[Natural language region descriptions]
^^^^^^^^^^^^^^^^

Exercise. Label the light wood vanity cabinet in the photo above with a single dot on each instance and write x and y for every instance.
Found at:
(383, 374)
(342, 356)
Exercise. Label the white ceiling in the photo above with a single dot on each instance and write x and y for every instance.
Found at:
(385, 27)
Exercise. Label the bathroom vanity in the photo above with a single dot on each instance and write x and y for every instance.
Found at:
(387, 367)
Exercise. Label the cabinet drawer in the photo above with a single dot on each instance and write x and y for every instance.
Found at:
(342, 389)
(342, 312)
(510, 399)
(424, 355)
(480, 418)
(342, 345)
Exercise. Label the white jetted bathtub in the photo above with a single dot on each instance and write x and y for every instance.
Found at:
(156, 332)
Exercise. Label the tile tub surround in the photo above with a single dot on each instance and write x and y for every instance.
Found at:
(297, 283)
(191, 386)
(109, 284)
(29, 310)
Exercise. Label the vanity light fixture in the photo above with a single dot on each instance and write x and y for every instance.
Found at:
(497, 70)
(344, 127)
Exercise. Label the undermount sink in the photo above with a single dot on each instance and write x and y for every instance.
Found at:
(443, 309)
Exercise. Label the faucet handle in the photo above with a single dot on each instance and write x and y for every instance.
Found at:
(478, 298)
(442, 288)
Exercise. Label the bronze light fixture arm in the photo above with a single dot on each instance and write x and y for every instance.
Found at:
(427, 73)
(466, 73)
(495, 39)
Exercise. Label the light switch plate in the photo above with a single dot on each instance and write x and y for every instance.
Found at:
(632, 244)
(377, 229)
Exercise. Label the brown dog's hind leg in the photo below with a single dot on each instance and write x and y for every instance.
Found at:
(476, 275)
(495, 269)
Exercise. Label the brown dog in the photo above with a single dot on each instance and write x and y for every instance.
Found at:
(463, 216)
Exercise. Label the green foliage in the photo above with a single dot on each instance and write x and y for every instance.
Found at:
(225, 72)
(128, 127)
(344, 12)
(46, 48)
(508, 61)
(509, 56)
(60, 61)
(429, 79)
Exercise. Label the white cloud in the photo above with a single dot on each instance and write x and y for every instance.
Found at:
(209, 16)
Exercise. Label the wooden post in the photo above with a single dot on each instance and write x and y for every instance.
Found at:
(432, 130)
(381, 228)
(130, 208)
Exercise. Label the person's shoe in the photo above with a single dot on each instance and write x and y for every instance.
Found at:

^^^^^^^^^^^^^^^^

Scan the entries above. Copy each line that has the string "fixture".

### FINISHED TASK
Exercise. Label the vanity light fixture in the photo above with a single dot on each instance and write x and y for every instance.
Exercise. Label the bronze light fixture arm in the photo above with a single dot on each instance and write x and y for every instance.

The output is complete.